## TASK TO COMPLETE
Before you reproduce the entries that follow, strip out any image they contain and keep the rest exact.

(Entries taken from a collection)

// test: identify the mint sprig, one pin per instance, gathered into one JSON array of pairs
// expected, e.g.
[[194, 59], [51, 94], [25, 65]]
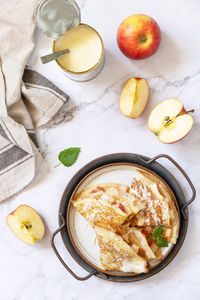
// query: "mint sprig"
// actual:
[[157, 237], [68, 156]]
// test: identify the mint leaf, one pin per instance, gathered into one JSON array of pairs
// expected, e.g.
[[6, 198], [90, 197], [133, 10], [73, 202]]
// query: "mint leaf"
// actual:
[[158, 232], [160, 242], [69, 156]]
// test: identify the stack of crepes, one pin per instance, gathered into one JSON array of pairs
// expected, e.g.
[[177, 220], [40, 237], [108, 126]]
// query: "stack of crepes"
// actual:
[[124, 219]]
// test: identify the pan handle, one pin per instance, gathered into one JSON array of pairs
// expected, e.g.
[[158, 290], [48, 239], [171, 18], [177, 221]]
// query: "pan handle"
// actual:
[[60, 258], [184, 174]]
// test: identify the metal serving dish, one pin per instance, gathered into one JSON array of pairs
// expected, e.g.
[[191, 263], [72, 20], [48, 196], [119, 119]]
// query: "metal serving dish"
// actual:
[[131, 159]]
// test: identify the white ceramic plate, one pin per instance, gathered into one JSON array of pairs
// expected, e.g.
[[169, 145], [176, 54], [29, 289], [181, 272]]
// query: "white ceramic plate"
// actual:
[[82, 234]]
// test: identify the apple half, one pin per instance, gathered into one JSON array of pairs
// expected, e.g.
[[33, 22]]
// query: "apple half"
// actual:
[[26, 224], [134, 97], [169, 121]]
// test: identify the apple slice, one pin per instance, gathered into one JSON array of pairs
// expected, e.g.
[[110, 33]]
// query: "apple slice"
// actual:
[[26, 224], [169, 121], [134, 97]]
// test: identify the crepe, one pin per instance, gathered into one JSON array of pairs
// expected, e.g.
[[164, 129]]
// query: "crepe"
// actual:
[[107, 205], [159, 205], [134, 237], [156, 211], [117, 255]]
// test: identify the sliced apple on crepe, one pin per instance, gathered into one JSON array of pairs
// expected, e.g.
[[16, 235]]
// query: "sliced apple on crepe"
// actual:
[[134, 97], [26, 224], [169, 121]]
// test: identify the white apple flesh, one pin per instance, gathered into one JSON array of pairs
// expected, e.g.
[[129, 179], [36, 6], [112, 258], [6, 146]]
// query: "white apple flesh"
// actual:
[[26, 224], [134, 97], [169, 121]]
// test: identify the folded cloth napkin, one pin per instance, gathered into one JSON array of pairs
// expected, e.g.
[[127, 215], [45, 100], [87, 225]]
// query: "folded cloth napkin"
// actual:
[[27, 99]]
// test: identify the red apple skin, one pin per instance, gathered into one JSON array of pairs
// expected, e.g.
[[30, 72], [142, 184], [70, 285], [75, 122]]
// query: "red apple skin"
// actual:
[[133, 30], [183, 111]]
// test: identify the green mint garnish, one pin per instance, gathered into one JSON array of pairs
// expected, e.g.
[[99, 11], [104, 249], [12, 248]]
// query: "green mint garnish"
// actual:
[[157, 237], [68, 156]]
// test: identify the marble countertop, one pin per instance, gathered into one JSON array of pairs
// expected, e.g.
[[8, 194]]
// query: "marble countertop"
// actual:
[[92, 120]]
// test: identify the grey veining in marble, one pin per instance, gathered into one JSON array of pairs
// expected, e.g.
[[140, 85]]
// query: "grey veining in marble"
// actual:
[[91, 117]]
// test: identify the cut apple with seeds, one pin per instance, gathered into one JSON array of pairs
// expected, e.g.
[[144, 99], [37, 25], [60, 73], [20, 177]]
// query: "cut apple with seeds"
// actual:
[[26, 224], [169, 121], [134, 97]]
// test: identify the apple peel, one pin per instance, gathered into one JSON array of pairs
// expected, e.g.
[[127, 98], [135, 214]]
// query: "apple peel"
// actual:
[[26, 224], [169, 121]]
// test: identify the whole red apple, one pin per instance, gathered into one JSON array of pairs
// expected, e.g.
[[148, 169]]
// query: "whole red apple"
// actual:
[[138, 36]]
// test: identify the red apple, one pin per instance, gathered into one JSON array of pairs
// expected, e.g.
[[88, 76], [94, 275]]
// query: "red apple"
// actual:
[[134, 97], [26, 224], [138, 36], [169, 121]]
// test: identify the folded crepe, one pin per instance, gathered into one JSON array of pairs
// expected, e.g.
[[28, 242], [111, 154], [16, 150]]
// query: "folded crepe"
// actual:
[[117, 255], [156, 211], [107, 205], [135, 237]]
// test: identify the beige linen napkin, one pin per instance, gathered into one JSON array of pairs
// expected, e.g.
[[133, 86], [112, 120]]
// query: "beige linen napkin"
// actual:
[[27, 99]]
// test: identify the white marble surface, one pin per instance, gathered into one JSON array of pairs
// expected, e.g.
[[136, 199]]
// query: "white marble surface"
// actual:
[[92, 120]]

## SOLUTION FOR THIS PROBLEM
// test: identify the mint sprig, one pin per instance, gathered into one JSON array of pairs
// expected, e.g.
[[194, 59], [51, 94], [25, 65]]
// query: "mint sprig"
// actual:
[[157, 237], [68, 156]]
// test: identify the mint leaf, one pin per instance, gathered into one JSON array of pairs
// expected, e.g.
[[6, 198], [90, 197], [133, 10], [73, 202]]
// query: "mint leaf"
// actual:
[[158, 232], [160, 242], [69, 156]]
// test: identify the stack of crepes, one pin per instance, gathered into one JSON array of pairs
// expected, e.g.
[[177, 220], [40, 237], [108, 126]]
// query: "stack of crepes"
// actual:
[[124, 219]]
// test: identify the pan handle, one pin per instance, gathered into one JSON array of pairs
// expected, e.g.
[[158, 290], [48, 239], [171, 18], [177, 221]]
// query: "pan handle"
// actual:
[[60, 258], [184, 174]]
// test: identify the metal serving dish, one pin per instance, gathered into one JSON array of pairs
// expected, e.g.
[[191, 263], [72, 20], [48, 196], [119, 119]]
// query: "metal serving dish"
// actual:
[[131, 159]]
// test: identify the white ceramic plate, one pin per instance, gathered into one JSON array of pairs
// expected, e.g.
[[169, 145], [176, 54], [29, 289], [181, 272]]
// query: "white ceramic plate"
// actual:
[[82, 234]]
// test: identify the apple half, one pin per instance, gathered into one JSON array of pairs
// expected, e.g.
[[33, 22]]
// query: "apple half"
// actual:
[[26, 224], [134, 97], [169, 121]]
// test: identify the apple slice, one pin per instance, gathered into one JSON array of pairs
// expected, e.g.
[[110, 33]]
// query: "apple slice"
// actual:
[[26, 224], [169, 121], [134, 97]]
// test: identify the crepe, one pin per instance, gathered into one JSON array of pairs
// expected, e.g.
[[164, 129]]
// query: "crepe"
// actual:
[[107, 205], [159, 205], [134, 237], [156, 211], [117, 255]]
// test: identify the sliced apple on crepe, one pin per instance, gathered into one JSON array of pairs
// expected, e.g.
[[16, 235]]
// query: "sliced apple on crepe"
// actual:
[[134, 97], [26, 224], [169, 121]]
// test: identify the white apple flesh, one pin per instance, gathered into one JSON array of pairs
// expected, e.g.
[[129, 179], [36, 6], [112, 258], [6, 146]]
// query: "white apple flesh"
// actual:
[[26, 224], [134, 97], [169, 121]]
// test: identify the folded cloth napkin, one pin per instance, gathered into one JSON array of pairs
// expected, e.g.
[[127, 215], [45, 100], [87, 225]]
// query: "folded cloth napkin"
// actual:
[[27, 99]]
// test: identify the red apple skin, one pin per instance, gathered into one JSON array of pairs
// expected, e.g.
[[30, 72], [142, 184], [70, 285], [75, 122]]
// query: "red apple skin"
// actual:
[[133, 30], [183, 111]]
// test: identify the green mint garnish, one pin per instance, gathered into one JSON array of pairs
// expected, e.g.
[[99, 11], [104, 249], [12, 248]]
// query: "green mint garnish"
// actual:
[[157, 237], [68, 156]]
// test: identify the marble countertop, one pin per instance, gathered into one JSON array of pairs
// expected, e.g.
[[8, 194]]
// query: "marble countertop"
// actual:
[[92, 120]]
// test: identify the grey veining in marble, one pin per instance, gathered into one JSON array of pairs
// expected, e.g.
[[140, 85]]
// query: "grey veining in marble"
// actual:
[[91, 117]]
// test: identify the cut apple with seeds, one pin per instance, gathered into one JSON array of pairs
// expected, e.g.
[[144, 99], [37, 25], [60, 73], [20, 177]]
// query: "cut apple with seeds"
// actual:
[[26, 224], [169, 121], [134, 97]]
// test: identify the apple peel, one pin per instance, gathered into one JSON array of pairs
// expected, e.g.
[[127, 98], [135, 214]]
// query: "apple peel"
// actual:
[[26, 224], [169, 121]]
// test: identify the whole red apple, one pin per instance, gathered into one JSON array of pairs
// expected, e.g.
[[148, 169]]
// query: "whole red apple"
// actual:
[[138, 36]]
// test: identify the red apple, one pin per instance, gathered into one JSON array of pairs
// expected, e.g.
[[88, 76], [94, 275]]
// query: "red apple"
// actual:
[[134, 97], [26, 224], [138, 36], [169, 121]]
// test: identify the folded crepe, one pin per instance, gathered into one JSON array of pairs
// expected, e.g.
[[28, 242], [111, 154], [16, 150]]
// query: "folded crepe"
// actual:
[[117, 255], [156, 211], [107, 205], [135, 237]]
// test: identify the beige linen napkin, one pin per instance, gathered into one JSON array of pairs
// expected, e.g.
[[133, 86], [112, 120]]
// query: "beige linen napkin"
// actual:
[[27, 99]]
// test: identify the white marble surface, one pin per instance, gathered into one JSON array of pairs
// expected, e.g.
[[136, 199]]
// query: "white marble surface"
// actual:
[[92, 120]]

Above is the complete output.